(LISTING):
****
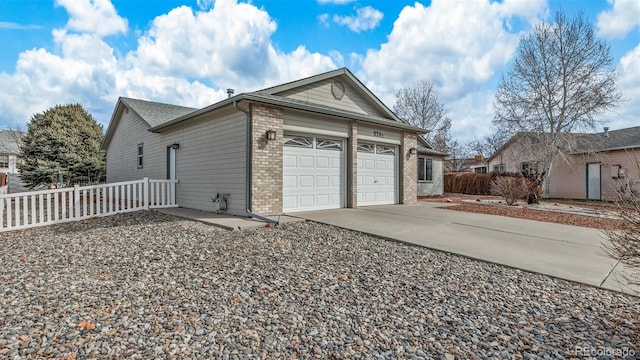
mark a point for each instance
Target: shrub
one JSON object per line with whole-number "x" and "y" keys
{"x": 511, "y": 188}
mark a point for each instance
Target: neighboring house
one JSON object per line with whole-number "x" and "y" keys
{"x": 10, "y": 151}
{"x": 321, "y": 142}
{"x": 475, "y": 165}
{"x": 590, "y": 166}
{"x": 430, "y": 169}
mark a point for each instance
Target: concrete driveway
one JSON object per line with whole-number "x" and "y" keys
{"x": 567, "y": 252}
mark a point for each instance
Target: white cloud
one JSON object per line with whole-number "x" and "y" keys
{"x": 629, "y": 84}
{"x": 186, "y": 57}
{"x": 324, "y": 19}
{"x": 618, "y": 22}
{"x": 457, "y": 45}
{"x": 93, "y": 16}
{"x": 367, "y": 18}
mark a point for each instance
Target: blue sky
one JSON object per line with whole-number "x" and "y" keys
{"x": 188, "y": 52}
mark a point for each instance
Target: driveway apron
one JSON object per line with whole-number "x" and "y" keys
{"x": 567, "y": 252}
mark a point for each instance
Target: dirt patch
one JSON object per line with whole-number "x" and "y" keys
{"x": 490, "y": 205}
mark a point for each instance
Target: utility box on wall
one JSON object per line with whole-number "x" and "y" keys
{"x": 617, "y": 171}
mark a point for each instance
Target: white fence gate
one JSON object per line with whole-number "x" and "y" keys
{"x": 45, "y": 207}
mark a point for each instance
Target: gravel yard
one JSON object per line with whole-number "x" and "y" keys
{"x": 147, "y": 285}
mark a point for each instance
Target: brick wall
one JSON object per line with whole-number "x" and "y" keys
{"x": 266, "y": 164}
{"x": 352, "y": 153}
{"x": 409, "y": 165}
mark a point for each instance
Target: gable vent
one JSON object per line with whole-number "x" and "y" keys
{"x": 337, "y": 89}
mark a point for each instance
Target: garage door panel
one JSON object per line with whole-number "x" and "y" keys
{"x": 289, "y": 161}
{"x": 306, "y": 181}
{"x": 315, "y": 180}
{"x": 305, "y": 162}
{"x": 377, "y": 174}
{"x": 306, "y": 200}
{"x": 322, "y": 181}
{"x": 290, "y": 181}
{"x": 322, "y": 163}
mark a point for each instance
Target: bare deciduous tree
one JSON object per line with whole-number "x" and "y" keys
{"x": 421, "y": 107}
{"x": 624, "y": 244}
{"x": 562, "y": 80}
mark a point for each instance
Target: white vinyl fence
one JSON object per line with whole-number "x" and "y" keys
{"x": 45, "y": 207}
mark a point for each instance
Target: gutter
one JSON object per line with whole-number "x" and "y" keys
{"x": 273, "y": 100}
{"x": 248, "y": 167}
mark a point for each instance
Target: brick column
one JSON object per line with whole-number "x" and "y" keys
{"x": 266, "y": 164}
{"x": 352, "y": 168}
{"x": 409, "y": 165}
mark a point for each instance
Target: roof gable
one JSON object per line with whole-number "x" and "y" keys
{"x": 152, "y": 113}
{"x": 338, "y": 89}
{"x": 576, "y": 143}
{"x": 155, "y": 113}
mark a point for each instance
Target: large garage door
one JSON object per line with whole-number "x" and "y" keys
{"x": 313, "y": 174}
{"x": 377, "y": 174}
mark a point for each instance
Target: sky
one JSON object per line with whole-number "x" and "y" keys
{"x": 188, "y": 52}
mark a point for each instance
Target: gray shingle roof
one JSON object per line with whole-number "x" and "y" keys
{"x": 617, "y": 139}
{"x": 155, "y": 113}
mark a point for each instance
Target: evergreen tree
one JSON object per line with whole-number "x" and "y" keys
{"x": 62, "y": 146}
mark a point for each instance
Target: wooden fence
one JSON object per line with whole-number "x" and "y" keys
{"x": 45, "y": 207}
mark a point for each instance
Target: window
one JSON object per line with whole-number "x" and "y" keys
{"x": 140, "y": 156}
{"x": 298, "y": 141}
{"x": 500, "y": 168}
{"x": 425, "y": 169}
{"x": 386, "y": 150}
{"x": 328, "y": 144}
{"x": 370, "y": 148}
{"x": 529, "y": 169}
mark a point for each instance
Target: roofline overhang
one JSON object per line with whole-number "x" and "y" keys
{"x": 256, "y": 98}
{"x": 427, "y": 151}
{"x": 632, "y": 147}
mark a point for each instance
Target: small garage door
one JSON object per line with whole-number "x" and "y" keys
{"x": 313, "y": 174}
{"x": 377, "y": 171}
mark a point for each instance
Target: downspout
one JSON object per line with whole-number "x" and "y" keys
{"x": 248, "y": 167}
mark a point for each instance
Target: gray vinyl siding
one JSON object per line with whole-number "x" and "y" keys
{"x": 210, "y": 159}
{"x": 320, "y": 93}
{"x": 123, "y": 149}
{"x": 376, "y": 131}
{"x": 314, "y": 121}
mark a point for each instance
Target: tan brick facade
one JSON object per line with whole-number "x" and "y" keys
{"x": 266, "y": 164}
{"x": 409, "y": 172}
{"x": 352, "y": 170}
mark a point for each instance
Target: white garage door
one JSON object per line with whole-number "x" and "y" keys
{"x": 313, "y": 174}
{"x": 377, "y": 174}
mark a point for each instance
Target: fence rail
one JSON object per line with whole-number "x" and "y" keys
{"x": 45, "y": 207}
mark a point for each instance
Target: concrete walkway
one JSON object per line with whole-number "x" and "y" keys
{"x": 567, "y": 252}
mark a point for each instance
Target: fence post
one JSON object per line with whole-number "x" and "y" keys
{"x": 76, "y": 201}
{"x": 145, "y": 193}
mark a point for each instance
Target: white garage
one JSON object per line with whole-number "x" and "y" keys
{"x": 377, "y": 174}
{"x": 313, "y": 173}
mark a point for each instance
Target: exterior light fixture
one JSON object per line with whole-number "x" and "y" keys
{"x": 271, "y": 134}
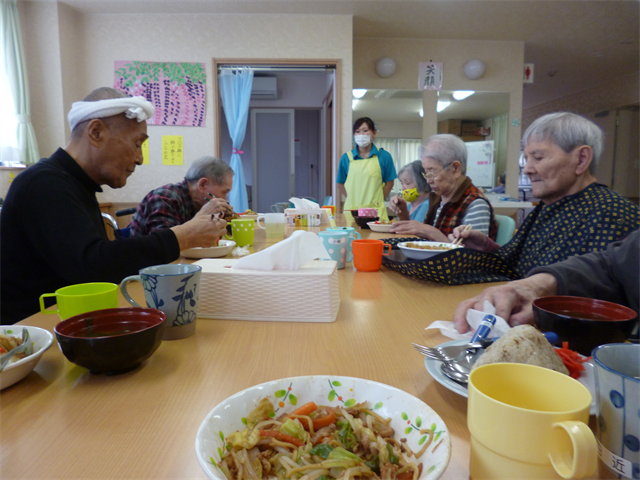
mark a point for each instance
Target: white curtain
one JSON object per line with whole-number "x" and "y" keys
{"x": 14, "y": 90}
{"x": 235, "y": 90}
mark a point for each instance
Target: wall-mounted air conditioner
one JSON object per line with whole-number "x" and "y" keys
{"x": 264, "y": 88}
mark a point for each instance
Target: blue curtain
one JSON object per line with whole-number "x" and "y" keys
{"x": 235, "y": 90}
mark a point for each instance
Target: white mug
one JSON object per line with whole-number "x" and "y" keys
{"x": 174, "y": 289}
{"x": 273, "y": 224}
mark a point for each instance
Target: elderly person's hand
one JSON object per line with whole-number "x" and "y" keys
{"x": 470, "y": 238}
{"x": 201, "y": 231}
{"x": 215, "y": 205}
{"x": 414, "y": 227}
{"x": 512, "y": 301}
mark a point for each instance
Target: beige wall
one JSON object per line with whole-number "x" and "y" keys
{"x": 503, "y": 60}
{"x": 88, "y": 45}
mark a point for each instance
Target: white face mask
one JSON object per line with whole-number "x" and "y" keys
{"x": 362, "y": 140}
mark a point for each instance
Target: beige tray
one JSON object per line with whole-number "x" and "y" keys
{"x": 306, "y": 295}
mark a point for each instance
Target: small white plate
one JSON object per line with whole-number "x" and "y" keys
****
(THE TASK): List every line in the entries above that contains the word "vinyl", copying each line in full.

(TASK SOLUTION):
Target: white vinyl fence
Target: gray vinyl siding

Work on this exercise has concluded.